- GIVEN EXERCISE
Return the material exactly as supplied, apart from the pictures, which are omitted.

- RAW DATA
☆ ☆ ☆

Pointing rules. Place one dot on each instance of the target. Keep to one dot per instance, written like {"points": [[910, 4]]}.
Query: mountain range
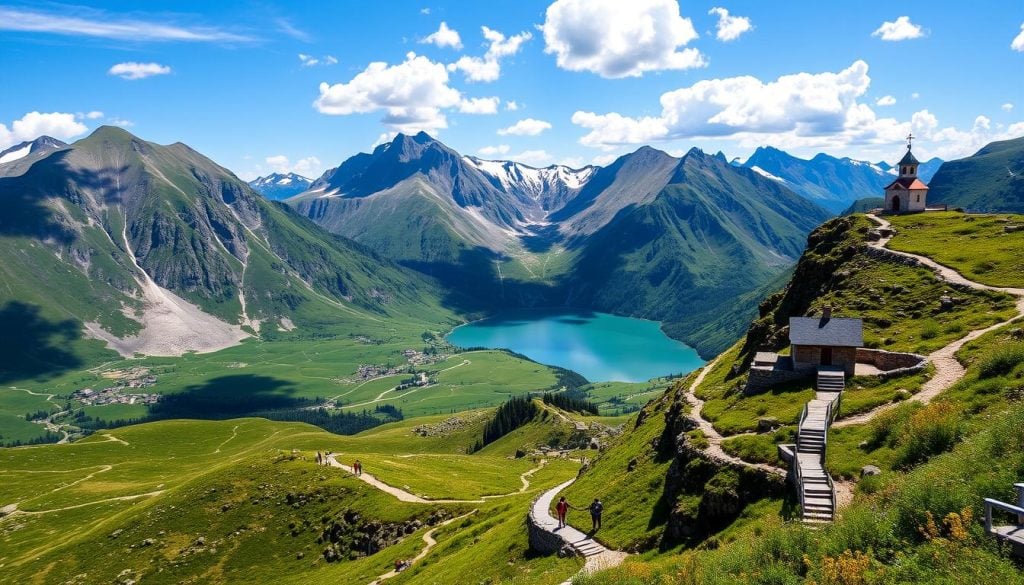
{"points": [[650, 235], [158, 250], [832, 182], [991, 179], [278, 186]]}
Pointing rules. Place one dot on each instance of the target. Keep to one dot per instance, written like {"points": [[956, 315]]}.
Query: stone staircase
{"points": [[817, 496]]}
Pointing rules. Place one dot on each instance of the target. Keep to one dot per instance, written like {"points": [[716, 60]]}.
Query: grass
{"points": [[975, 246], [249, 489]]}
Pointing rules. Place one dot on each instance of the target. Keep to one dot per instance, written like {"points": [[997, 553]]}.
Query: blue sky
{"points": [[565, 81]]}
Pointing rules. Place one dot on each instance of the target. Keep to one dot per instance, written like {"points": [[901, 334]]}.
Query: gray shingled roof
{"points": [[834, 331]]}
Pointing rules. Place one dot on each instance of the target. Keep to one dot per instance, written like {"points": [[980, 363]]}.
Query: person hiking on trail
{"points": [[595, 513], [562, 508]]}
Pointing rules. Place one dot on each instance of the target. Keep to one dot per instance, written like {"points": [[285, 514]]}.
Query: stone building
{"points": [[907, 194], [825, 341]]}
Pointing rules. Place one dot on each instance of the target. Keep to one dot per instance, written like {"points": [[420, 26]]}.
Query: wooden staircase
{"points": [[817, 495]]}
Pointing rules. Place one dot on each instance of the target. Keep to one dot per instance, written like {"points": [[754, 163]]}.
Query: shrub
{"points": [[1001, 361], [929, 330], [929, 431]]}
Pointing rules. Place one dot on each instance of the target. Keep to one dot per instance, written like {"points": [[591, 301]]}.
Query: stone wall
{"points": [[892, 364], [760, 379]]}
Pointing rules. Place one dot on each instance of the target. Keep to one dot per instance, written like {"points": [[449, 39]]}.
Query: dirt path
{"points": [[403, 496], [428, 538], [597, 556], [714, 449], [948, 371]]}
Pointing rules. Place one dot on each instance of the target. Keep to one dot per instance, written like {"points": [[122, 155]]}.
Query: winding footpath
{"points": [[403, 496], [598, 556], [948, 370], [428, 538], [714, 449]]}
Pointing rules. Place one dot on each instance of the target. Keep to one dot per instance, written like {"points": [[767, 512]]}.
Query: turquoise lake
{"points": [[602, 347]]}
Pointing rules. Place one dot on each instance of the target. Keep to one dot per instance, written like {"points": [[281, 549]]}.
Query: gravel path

☆ ☆ ☆

- SOLVED EXERCISE
Pointing rules. Place one dot on each instance of the target. Keep to one dot per instance, written like {"points": [[910, 4]]}.
Query: mountain range
{"points": [[650, 235], [158, 250], [832, 182], [991, 179], [278, 186]]}
Pointing rules. Place one dot on each instance of the target. Keep to one dot per instance, written like {"points": [[956, 315]]}.
Query: stone staircase
{"points": [[817, 496]]}
Pointing rules. Place one dot on each instance of the target. Keep to one dot per instance, written like {"points": [[716, 60]]}.
Query: grass
{"points": [[975, 246], [249, 489]]}
Pointing rules. Place one dot on each instance of the target. Keep to one dot per instance, written like {"points": [[997, 553]]}.
Query: blue sky
{"points": [[565, 81]]}
Pointing rules. Place one dot on each instance of the target. Keep to one dot per instance, written like {"points": [[901, 334]]}.
Query: gray shingled roof
{"points": [[834, 331]]}
Pointing rules. Place one dot on each instance of the target. Keep to one dot per instance, written like {"points": [[980, 363]]}.
Query: person hiking on trail
{"points": [[595, 513], [562, 508]]}
Pointing rules. Place one dot on each instance of the target. Keep to one dot per instance, written like {"points": [[285, 514]]}.
Query: stone building
{"points": [[907, 194], [825, 341]]}
Pointing rules. Place one dot on each instance of the target. Keep to one dot per instance, written like {"points": [[420, 26]]}.
Query: wooden staircase
{"points": [[817, 495]]}
Pointing rules. Place one dot on each instance of the target. Keep to one dot per instance, written like {"points": [[754, 163]]}.
Query: shrub
{"points": [[1001, 361], [929, 330], [929, 431]]}
Pointing rules. Place one dot on each instance of the target. Keep to one dot per instance, written like {"points": [[591, 301]]}.
Query: stone wall
{"points": [[892, 364], [760, 379]]}
Pointing rules. Place one dot on each instance of the target. Keep to one dot per instance, written like {"points": [[449, 39]]}.
Query: dirt path
{"points": [[403, 496], [428, 538], [597, 556], [714, 449], [948, 371]]}
Pointing rules. Place one dot on each instance of the target. Keep to one dot per instance, written like {"points": [[122, 155]]}.
Query: winding footpath
{"points": [[403, 496], [598, 556], [948, 370], [428, 538], [714, 449]]}
Pointing rules. Place one dot on each instance of the target. Keep to one dot per instance, written like {"points": [[767, 512]]}.
Query: turquoise lake
{"points": [[602, 347]]}
Pointing rules. Place one dot on each instance of the target. Keep to one dot per instance, written like {"points": [[281, 549]]}.
Query: gravel path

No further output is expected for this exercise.